### MATERIAL SUPPLIED ###
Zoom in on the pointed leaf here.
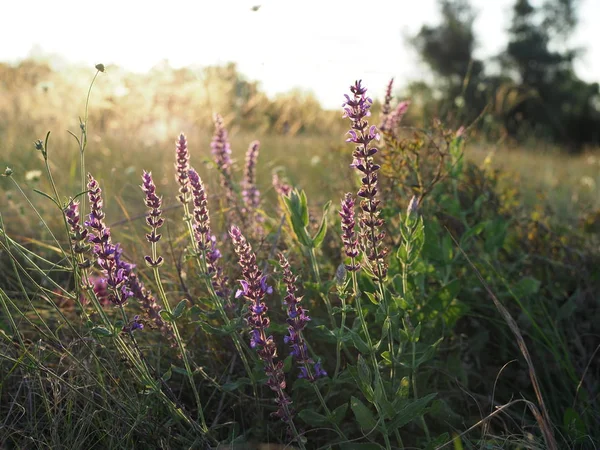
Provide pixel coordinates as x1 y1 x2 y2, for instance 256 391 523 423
313 200 331 248
350 397 377 431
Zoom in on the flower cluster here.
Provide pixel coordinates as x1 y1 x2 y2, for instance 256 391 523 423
343 81 388 280
381 100 410 133
229 226 293 422
279 253 327 381
85 174 135 306
142 171 165 267
63 200 91 268
175 133 190 203
210 114 235 213
272 172 292 196
242 141 260 209
188 169 229 299
340 192 360 271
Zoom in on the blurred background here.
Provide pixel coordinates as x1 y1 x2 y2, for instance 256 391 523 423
0 0 600 230
0 0 600 142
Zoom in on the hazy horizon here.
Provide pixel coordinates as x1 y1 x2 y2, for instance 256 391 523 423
0 0 600 108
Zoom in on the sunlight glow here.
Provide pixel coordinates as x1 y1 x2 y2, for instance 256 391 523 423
0 0 600 108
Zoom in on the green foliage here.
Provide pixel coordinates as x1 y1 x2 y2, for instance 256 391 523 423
0 65 600 449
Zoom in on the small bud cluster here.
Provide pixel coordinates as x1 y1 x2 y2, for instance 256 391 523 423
142 171 165 267
229 226 293 423
175 133 190 204
340 192 360 271
188 169 229 300
343 81 388 280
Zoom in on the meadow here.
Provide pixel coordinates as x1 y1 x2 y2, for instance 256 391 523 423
0 65 600 450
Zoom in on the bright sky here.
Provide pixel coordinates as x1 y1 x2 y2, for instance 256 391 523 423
0 0 600 108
###
**EXERCISE TASK:** Locate every line in the data above that contains the word "Zoom" and copy each of those lines in full. Case counts.

**SOLUTION FOR THIS TASK:**
Zoom in on the pointed leaf here.
Zoom in on the flower cluster here.
Zoom in on the blurred background here.
Zoom in on the hazy horizon here.
Zoom in on the sunlight glow here.
Zoom in on the green foliage here.
Zoom in on the small bud cluster here.
Zoom in on the meadow here.
Zoom in on the bright sky here.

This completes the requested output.